(Beginning of Data for the task)
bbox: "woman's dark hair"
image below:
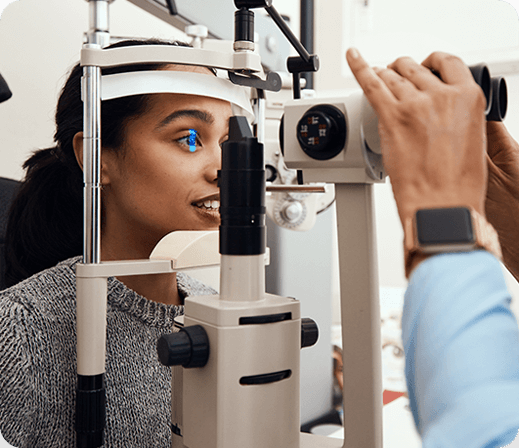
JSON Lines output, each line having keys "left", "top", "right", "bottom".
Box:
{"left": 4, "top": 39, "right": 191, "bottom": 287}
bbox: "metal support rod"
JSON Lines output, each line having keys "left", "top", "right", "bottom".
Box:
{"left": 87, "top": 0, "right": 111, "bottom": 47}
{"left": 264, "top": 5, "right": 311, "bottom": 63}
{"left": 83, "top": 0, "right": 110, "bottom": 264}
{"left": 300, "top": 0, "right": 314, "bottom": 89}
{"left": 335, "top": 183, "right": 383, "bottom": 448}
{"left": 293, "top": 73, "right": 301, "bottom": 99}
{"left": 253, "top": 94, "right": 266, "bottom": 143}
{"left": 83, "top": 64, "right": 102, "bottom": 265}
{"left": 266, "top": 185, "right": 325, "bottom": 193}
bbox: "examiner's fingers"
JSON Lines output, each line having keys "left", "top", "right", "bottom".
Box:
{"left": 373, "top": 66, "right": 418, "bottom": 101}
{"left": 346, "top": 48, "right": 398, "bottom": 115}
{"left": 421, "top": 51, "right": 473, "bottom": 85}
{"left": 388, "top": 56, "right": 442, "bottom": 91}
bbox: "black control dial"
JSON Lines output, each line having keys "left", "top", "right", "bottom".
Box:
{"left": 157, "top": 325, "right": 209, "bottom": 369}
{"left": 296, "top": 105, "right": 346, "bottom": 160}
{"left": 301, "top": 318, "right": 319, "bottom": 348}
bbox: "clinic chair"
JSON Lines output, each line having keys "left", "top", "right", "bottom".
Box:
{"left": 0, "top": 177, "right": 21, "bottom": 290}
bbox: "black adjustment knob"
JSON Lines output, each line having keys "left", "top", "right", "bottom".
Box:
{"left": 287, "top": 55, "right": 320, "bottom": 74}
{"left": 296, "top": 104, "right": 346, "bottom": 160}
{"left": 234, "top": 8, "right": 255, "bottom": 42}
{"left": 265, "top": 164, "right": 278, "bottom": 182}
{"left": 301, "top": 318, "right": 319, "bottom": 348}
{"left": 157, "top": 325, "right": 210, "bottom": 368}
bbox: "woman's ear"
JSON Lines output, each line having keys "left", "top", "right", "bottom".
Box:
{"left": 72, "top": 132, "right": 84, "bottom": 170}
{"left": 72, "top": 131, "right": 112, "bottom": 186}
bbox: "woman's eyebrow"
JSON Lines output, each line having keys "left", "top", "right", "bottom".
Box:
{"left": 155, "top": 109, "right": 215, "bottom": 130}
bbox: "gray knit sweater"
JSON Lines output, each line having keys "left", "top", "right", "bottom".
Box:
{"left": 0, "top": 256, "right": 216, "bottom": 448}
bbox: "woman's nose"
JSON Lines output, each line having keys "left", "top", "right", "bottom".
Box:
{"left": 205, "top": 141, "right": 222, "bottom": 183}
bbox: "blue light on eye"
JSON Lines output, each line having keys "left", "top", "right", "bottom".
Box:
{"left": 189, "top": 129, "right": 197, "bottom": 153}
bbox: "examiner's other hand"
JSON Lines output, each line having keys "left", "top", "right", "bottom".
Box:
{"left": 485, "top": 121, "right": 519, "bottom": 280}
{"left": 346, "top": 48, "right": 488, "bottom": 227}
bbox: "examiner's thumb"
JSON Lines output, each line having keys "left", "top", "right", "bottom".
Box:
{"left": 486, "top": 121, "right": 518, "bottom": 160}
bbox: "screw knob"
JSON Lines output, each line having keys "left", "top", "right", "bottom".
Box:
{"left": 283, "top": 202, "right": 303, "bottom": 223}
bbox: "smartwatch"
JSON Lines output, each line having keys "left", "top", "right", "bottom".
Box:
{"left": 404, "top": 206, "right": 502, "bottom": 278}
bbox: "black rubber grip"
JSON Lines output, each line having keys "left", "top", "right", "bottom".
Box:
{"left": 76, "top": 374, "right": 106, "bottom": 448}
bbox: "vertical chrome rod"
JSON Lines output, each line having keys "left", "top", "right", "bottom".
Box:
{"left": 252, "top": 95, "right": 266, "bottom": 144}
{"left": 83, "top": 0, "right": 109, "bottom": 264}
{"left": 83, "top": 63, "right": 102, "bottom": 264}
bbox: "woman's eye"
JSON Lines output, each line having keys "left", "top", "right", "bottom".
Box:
(End of Data for the task)
Required work:
Run a filter over the data above and keep each line that contains the word "woman".

Response to the task:
bbox: "woman's dark hair"
bbox: "woman's ear"
bbox: "woman's eyebrow"
bbox: "woman's nose"
bbox: "woman's eye"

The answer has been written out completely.